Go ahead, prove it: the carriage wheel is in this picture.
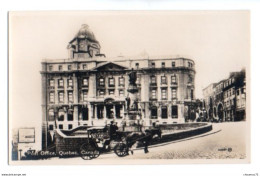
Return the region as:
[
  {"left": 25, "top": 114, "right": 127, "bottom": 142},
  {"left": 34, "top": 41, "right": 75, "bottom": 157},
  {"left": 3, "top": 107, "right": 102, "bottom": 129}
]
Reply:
[
  {"left": 79, "top": 143, "right": 100, "bottom": 160},
  {"left": 114, "top": 143, "right": 128, "bottom": 157}
]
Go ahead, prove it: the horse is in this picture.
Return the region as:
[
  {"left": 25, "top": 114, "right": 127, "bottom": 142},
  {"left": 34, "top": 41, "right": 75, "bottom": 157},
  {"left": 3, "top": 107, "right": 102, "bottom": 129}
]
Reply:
[{"left": 124, "top": 128, "right": 162, "bottom": 154}]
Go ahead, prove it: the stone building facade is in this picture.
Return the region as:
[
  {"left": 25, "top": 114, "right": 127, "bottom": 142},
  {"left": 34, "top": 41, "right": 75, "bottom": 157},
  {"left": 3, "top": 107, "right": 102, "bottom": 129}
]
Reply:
[
  {"left": 41, "top": 25, "right": 196, "bottom": 149},
  {"left": 203, "top": 69, "right": 246, "bottom": 122}
]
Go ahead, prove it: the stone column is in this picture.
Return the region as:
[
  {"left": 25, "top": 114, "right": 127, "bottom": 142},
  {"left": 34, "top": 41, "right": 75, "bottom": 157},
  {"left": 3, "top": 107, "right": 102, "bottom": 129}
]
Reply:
[
  {"left": 94, "top": 105, "right": 97, "bottom": 119},
  {"left": 113, "top": 105, "right": 116, "bottom": 119},
  {"left": 88, "top": 104, "right": 93, "bottom": 125},
  {"left": 158, "top": 105, "right": 161, "bottom": 122},
  {"left": 104, "top": 105, "right": 107, "bottom": 119},
  {"left": 178, "top": 104, "right": 185, "bottom": 123}
]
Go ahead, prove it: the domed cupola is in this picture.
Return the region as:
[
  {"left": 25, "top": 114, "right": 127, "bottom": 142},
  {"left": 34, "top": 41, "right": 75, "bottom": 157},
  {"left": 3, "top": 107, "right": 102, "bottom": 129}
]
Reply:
[
  {"left": 68, "top": 24, "right": 105, "bottom": 59},
  {"left": 76, "top": 24, "right": 99, "bottom": 44}
]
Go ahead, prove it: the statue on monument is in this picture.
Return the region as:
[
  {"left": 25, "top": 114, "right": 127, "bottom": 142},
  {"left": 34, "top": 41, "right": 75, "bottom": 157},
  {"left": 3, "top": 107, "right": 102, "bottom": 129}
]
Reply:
[{"left": 128, "top": 68, "right": 137, "bottom": 86}]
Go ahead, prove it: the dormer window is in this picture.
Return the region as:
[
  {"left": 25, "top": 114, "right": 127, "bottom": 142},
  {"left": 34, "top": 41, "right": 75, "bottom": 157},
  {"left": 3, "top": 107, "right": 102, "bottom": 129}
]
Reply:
[
  {"left": 172, "top": 62, "right": 175, "bottom": 67},
  {"left": 135, "top": 63, "right": 139, "bottom": 69},
  {"left": 162, "top": 62, "right": 165, "bottom": 68}
]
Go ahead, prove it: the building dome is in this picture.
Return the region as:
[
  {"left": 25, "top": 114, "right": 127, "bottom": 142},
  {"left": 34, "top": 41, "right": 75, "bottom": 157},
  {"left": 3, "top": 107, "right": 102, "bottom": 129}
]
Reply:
[{"left": 74, "top": 24, "right": 99, "bottom": 43}]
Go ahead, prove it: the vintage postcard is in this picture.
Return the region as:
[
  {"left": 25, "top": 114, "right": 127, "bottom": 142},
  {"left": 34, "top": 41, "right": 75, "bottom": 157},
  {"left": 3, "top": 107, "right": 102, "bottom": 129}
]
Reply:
[{"left": 9, "top": 11, "right": 250, "bottom": 164}]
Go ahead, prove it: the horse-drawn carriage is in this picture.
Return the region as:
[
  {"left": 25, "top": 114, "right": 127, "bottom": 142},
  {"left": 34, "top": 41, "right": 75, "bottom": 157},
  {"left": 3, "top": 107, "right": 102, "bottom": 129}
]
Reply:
[{"left": 78, "top": 126, "right": 161, "bottom": 160}]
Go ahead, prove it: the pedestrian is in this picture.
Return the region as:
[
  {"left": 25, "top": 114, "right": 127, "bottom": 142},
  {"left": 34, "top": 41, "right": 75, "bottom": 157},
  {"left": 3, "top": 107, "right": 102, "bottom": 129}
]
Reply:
[
  {"left": 109, "top": 121, "right": 118, "bottom": 140},
  {"left": 143, "top": 129, "right": 152, "bottom": 154}
]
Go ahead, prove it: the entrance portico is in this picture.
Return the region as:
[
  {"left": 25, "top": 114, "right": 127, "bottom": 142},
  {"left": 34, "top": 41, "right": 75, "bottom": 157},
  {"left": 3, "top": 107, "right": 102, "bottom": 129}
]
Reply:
[{"left": 89, "top": 98, "right": 125, "bottom": 126}]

- How to complete this task
Every entry belongs in the answer exactly as written, but no picture does.

- Exercise answer
Go ahead, prove it: the carriage wheel is in this picture.
Return the region as:
[
  {"left": 25, "top": 114, "right": 127, "bottom": 142},
  {"left": 34, "top": 41, "right": 75, "bottom": 157},
  {"left": 3, "top": 107, "right": 102, "bottom": 129}
]
Reply:
[
  {"left": 79, "top": 143, "right": 100, "bottom": 160},
  {"left": 114, "top": 143, "right": 128, "bottom": 157}
]
Go ahead, prove it: the horse is in this picture.
Return the region as:
[
  {"left": 25, "top": 114, "right": 127, "bottom": 142},
  {"left": 34, "top": 41, "right": 75, "bottom": 157},
  {"left": 3, "top": 107, "right": 102, "bottom": 129}
]
Reply:
[{"left": 124, "top": 128, "right": 162, "bottom": 154}]
Go ahead, prove it: the stone building facade is in this picture.
Return the region as:
[
  {"left": 25, "top": 114, "right": 127, "bottom": 142},
  {"left": 34, "top": 41, "right": 75, "bottom": 157},
  {"left": 3, "top": 107, "right": 102, "bottom": 129}
]
Reply:
[
  {"left": 41, "top": 25, "right": 196, "bottom": 149},
  {"left": 203, "top": 69, "right": 246, "bottom": 122}
]
Go ahead, prove it: the stone column is in this picture.
Return the region as:
[
  {"left": 25, "top": 114, "right": 127, "bottom": 142},
  {"left": 34, "top": 41, "right": 75, "bottom": 157},
  {"left": 3, "top": 107, "right": 102, "bottom": 129}
]
Reply:
[
  {"left": 94, "top": 105, "right": 97, "bottom": 119},
  {"left": 113, "top": 105, "right": 116, "bottom": 119},
  {"left": 88, "top": 104, "right": 93, "bottom": 125},
  {"left": 158, "top": 105, "right": 161, "bottom": 122},
  {"left": 104, "top": 105, "right": 107, "bottom": 119},
  {"left": 178, "top": 104, "right": 185, "bottom": 123}
]
Go ahead, prove it: the domed cupola is in this picture.
Return the region as:
[
  {"left": 25, "top": 114, "right": 127, "bottom": 142},
  {"left": 34, "top": 41, "right": 75, "bottom": 157},
  {"left": 3, "top": 107, "right": 102, "bottom": 129}
]
Reply:
[
  {"left": 68, "top": 24, "right": 105, "bottom": 59},
  {"left": 76, "top": 24, "right": 99, "bottom": 44}
]
Go ahead, prove it: the statue on monument is in this picture.
Return the region as:
[
  {"left": 25, "top": 114, "right": 127, "bottom": 142},
  {"left": 34, "top": 41, "right": 75, "bottom": 157},
  {"left": 3, "top": 107, "right": 102, "bottom": 129}
]
Reply:
[{"left": 128, "top": 68, "right": 137, "bottom": 86}]
Go ahead, prove it: the dormer window is in this picture.
Return the region as:
[
  {"left": 25, "top": 114, "right": 127, "bottom": 142},
  {"left": 34, "top": 41, "right": 75, "bottom": 157},
  {"left": 3, "top": 107, "right": 102, "bottom": 129}
]
Reply:
[
  {"left": 172, "top": 62, "right": 175, "bottom": 67},
  {"left": 135, "top": 63, "right": 139, "bottom": 69},
  {"left": 162, "top": 62, "right": 165, "bottom": 68}
]
Go ahead, prove it: the building dome is in this picture.
Return the region as:
[
  {"left": 25, "top": 114, "right": 127, "bottom": 142},
  {"left": 34, "top": 41, "right": 75, "bottom": 157},
  {"left": 3, "top": 107, "right": 102, "bottom": 129}
]
Reply:
[{"left": 74, "top": 24, "right": 99, "bottom": 43}]
Go ahead, prove it: the vintage postcard is in this picture.
Return the region as:
[
  {"left": 25, "top": 114, "right": 127, "bottom": 142},
  {"left": 34, "top": 41, "right": 75, "bottom": 157},
  {"left": 3, "top": 107, "right": 102, "bottom": 129}
]
Reply:
[{"left": 9, "top": 11, "right": 250, "bottom": 164}]
Go ahead, prove it: the horse-drawn carriage is in this picture.
Return the region as:
[
  {"left": 25, "top": 114, "right": 127, "bottom": 142},
  {"left": 34, "top": 41, "right": 75, "bottom": 157},
  {"left": 3, "top": 107, "right": 102, "bottom": 129}
]
Reply:
[{"left": 78, "top": 126, "right": 161, "bottom": 160}]
Go ahead, prove it: the pedestrian is in this picture.
Return the region as:
[
  {"left": 25, "top": 114, "right": 127, "bottom": 142},
  {"left": 34, "top": 41, "right": 75, "bottom": 157},
  {"left": 3, "top": 107, "right": 102, "bottom": 129}
]
Reply:
[
  {"left": 109, "top": 121, "right": 118, "bottom": 140},
  {"left": 143, "top": 129, "right": 152, "bottom": 154}
]
Go ahead, prove it: the entrance portico is in this picture.
Return the region as:
[
  {"left": 25, "top": 114, "right": 127, "bottom": 142},
  {"left": 34, "top": 41, "right": 75, "bottom": 157},
  {"left": 3, "top": 107, "right": 102, "bottom": 129}
]
Reply:
[{"left": 89, "top": 98, "right": 125, "bottom": 126}]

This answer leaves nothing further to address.